REQUIREMENTS:
1: According to the article on the album Degenerate, who mixed and mastered it?
2: Convert the listing's lines, from the line containing "Find the white pillow;" through the end of the listing, into a JSON list of strings with one string per line and blank lines omitted.

GIVEN PASSAGE:
== == ==

Studio album by Trigger the Bloodshed
- Released: 24 May 2010
- Genre: Technical death metal
- Length: 36:02
- Labels: Metal Blade Records (EU); Rising Records (UK); Candlelight Records (US);
- Producers: Trigger the Bloodshed; Mark Daghorn;

Trigger the Bloodshed chronology
| The Great Depression (2009) | Degenerate (2010) | Kingdom Come (2011) |

= Degenerate (album) =

Degenerate is the third studio album by British death metal band Trigger the Bloodshed, released on 24 May 2010. It is the band's first album to feature Dan Wilding on drums; it was produced by Trigger the Bloodshed with Mark Daghorn, mixed and mastered by Jacob Hansen.

==Background==
Degenerate was recorded in early 2010, self-produced by the band with Mark Daghorn, mixed and mastered by the Danish producer Jacob Hansen. It was the band's first album that introduced drummer Daniel Wilding, formerly from the Belgium-based band Aborted. Degenerate was also released in a six-panel digipack complete with a re-recorded bonus track of "Whited Sepulcher" from the band's debut album. A music video directed by Dave Kenny was released for the song "The Soulful Dead".

==Reception==

Degenerate received widespread critical acclaim from critics.

Rock Sound stated: "The record produces a hectic attack on the senses through the obvious avenues of rapid drums and hyperactive guitars and, though expected, produces immensely impressive results."

Terrorizer commented the album: "Opening with the lurch 'n' smash grooves of 'A Vision Showing Nothing' (...)", "Still firmly in the hyper brutal camp of Aeon and Hate Eternal, the Trigger sound rarely relents, but a new found sense of melodic inciseiveness has its hands on the steering wheel throughout the dynamic but dense likes of Hollow Prophecy, A Sterile Existence and wickedly bleak closing track Until Kingdom Come" and stated about the album: "Another impressive show of enhanced strength and maturity", (...) "Forceful, confident, and defiantly extreme, Degenerate is exactly what British death metal needs."

== == ==

ENTRIES:
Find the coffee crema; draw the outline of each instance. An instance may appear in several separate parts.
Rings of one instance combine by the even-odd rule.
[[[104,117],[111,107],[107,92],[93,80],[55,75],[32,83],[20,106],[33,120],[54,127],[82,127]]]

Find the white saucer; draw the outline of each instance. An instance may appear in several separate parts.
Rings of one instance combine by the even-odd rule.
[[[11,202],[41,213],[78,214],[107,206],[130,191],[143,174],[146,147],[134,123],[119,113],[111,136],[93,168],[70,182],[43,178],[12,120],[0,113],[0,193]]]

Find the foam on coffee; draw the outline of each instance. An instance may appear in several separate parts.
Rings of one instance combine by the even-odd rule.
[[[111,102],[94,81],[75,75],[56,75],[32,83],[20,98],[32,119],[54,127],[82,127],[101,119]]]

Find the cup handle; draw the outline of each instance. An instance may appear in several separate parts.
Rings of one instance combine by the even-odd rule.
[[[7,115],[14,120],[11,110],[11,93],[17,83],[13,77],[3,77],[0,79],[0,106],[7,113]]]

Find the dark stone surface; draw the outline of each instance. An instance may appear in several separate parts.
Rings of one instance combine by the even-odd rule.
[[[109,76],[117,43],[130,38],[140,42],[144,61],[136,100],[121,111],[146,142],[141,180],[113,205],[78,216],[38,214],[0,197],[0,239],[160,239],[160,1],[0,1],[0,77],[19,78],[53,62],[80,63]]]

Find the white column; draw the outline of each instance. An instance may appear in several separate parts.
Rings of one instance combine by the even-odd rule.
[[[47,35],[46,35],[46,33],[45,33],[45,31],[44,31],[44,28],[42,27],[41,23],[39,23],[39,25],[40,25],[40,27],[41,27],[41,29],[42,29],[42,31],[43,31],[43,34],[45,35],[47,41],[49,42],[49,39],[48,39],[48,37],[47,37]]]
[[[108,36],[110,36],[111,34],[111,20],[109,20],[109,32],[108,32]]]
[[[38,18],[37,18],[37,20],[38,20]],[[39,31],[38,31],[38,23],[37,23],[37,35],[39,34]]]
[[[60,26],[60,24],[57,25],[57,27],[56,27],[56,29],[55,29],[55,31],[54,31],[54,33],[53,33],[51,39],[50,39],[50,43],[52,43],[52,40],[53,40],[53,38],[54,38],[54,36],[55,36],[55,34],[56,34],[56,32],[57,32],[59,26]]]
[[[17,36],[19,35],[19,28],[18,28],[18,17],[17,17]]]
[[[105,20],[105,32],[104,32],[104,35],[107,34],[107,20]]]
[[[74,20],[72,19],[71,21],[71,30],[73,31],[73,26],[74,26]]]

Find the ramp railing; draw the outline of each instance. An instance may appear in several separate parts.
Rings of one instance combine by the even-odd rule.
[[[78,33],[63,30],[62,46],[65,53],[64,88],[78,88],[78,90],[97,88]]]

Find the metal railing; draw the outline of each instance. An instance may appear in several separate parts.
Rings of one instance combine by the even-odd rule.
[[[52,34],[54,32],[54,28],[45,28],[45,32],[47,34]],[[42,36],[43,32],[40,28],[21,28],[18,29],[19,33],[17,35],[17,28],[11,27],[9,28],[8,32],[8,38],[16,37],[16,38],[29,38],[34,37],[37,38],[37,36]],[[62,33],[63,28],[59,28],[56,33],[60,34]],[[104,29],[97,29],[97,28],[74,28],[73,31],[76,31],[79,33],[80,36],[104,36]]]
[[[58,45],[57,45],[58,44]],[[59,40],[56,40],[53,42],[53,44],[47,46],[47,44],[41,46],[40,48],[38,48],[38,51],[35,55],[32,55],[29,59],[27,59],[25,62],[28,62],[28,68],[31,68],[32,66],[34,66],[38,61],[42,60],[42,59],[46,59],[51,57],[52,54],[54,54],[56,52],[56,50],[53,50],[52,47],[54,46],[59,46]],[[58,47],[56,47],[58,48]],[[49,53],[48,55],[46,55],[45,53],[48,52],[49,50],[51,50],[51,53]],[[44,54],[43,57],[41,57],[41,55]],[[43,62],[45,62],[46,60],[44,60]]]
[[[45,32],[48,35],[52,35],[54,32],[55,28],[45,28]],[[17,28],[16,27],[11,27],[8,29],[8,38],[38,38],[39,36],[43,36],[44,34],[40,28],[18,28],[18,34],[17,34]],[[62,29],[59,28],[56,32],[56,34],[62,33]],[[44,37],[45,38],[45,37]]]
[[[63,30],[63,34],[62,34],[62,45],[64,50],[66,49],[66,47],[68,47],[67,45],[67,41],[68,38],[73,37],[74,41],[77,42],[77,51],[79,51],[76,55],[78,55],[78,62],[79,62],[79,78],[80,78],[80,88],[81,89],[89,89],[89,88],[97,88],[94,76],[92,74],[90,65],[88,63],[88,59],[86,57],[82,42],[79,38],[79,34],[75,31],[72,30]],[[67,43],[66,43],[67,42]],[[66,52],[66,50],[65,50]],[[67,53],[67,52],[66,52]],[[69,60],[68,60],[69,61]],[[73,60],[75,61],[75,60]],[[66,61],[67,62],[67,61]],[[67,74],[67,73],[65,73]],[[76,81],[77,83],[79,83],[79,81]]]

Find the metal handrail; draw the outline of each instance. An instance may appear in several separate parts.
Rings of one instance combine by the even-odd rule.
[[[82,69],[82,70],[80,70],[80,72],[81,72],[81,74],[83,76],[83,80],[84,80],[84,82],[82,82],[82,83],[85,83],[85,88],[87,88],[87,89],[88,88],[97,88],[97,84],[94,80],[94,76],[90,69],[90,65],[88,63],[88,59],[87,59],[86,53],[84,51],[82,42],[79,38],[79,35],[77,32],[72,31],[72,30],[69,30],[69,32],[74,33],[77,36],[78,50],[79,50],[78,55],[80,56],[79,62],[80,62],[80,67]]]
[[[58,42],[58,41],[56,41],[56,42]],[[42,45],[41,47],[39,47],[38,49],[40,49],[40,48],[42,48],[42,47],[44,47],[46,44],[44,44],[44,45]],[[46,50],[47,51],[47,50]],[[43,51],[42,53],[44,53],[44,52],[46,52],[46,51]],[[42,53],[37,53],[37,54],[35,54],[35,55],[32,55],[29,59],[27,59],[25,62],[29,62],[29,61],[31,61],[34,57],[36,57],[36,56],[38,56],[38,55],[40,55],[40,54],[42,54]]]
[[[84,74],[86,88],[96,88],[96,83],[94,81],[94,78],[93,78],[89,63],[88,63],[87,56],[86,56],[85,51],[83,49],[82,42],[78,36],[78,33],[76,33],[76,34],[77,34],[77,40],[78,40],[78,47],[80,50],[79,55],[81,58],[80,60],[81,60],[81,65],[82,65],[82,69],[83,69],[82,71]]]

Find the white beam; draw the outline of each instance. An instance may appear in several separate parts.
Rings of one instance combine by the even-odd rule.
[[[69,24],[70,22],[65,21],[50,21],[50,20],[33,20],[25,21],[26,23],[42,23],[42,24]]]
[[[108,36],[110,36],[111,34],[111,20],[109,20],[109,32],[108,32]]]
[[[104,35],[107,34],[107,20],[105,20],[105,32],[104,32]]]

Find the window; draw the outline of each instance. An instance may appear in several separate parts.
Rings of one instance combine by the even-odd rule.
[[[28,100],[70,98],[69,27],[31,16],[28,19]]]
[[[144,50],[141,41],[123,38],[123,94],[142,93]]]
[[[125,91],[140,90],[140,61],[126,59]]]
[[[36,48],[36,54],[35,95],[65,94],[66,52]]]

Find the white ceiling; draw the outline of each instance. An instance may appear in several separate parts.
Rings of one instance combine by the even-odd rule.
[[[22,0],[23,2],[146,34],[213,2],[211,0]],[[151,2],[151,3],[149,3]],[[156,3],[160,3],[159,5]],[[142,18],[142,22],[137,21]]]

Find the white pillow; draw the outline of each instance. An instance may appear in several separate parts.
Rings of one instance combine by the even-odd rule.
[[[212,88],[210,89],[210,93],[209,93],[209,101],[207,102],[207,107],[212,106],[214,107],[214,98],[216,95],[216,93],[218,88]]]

== == ==

ANSWERS TO EACH TASK:
1: Jacob Hansen

2:
[
  "Find the white pillow; draw the outline of each instance. An instance may appear in several separate parts.",
  "Rings of one instance combine by the even-odd rule.",
  "[[[212,88],[210,89],[210,93],[209,93],[209,101],[207,102],[207,107],[212,106],[214,107],[214,98],[216,95],[216,93],[218,88]]]"
]